PASSAGE PROVIDED:
Discussion of time to write a tweet. Rebekkah Kills says it takes no time. Comment that reading takes time, not tweeting. Takes time but not much. Greg: interested in issues of timing… e.g. cultural norms around eating and talking at the same time. Me: it’s about context here, what are expectations. For a personal tweet I may have hours to reply, but for a professional tweet or an enquiry to a service twitter account expects fast replies. Greg: I am constantly surprised, but shouldn’t be, about the speed of student email replies. So fast. Four hours can be slow. Comment: my girlfriend tweets and uses facebook and kind of sits down to “do facebook” and I think people do do that…

Greg: so that takes us into other media use. Johnny, do you have the same posts going to Facebook and Twitter? Johnny: no, I used to, then used to unlink now totally unlinked… Comment: I’m wondering about Facebook and Twitter and the idea on Putnum on strong and weak ties. greg: your practices change depends on speed of tweeting but also how many people you follow. Julia: I do find the temporal aspect changes. Facebook bring different time zones in at different times. Synchronicity on Twitter puts me out of touch with those in other timezones. Greg: I take part of Flickr365 and we do a daily update but we all tend to post at the same time, it’s a daily rythem to keep up with. Different to always on. Me on ties: I think strong and weak ties exist in Facebook and Twitter, not a clear distinction. And also timewise there are timezones of interest/habit beyond location – e.g. those staying up late in UK vs daytime in US.

DATASET ROWS:
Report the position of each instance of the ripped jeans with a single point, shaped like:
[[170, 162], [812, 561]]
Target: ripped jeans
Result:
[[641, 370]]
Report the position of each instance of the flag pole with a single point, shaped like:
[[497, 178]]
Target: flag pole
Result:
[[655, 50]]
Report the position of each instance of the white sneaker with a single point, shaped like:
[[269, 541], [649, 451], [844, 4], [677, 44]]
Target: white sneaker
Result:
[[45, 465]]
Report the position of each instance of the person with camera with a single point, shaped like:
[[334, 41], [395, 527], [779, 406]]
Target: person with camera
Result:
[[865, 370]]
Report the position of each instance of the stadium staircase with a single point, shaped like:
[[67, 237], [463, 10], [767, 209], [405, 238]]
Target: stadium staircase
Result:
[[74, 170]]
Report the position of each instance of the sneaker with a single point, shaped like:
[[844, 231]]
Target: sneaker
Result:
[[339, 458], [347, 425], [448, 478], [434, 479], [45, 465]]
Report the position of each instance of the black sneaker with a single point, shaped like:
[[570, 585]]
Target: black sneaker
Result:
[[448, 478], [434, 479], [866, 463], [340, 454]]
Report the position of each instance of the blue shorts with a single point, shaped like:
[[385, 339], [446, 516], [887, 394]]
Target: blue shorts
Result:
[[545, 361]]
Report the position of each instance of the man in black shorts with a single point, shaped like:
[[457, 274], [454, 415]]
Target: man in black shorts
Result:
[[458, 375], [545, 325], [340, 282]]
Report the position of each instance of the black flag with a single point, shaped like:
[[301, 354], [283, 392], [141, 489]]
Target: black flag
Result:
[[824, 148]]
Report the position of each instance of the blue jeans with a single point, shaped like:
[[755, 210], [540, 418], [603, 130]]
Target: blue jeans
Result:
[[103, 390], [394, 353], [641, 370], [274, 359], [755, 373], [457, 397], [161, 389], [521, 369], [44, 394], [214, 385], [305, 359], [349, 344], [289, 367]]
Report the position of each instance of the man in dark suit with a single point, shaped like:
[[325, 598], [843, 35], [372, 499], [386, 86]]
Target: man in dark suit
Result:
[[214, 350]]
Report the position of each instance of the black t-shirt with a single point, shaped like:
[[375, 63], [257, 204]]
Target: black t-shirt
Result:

EXERCISES:
1. In the discussion notes on tweeting and timing, what length of time does Greg say can count as slow for a student email reply?
2. Resume the discussion notes on tweeting and timing immediately after their final sentence, keeping the same note-taking style.

EXPECTED RESULTS:
1. Four hours.

2.
Onto anonimity and pseudonimity. Me: recommending Violet Blue’s writing on Google+. Greg: BitPHd is a blog I read and it is very successful but wouldn’t be possible with real names for personal comments could damage tenureship chances. Any other opinions? We are all academics pretty much, do we assume freedom with our employers here? Comment: if you google me you find an old account which is an issue. Johnny: I feel ambivelent for adding “views are my own” on my profile. I think there is no need for there to be an issue there. Karen: don’t think that “all views are my own” thing, doesn’t cover you legally. Law hasn’t caught up. Look at UCU’s advice on social media. There have been cases no matter the disclaimers. Tony: social media used as brand management and reputation management, tricksiness around that. It’s problematic. See link tweeted to my study. So disclaimer not a bad idea from personal perspective, distance self from institutional or departmental position. I use it on my Twitter account. Me: its about setting expectations, perceptions. Comment: I’m from China and think pseudonyms are safer. greg: my research showed that people like to see a face, a person, not a blank or object avatar.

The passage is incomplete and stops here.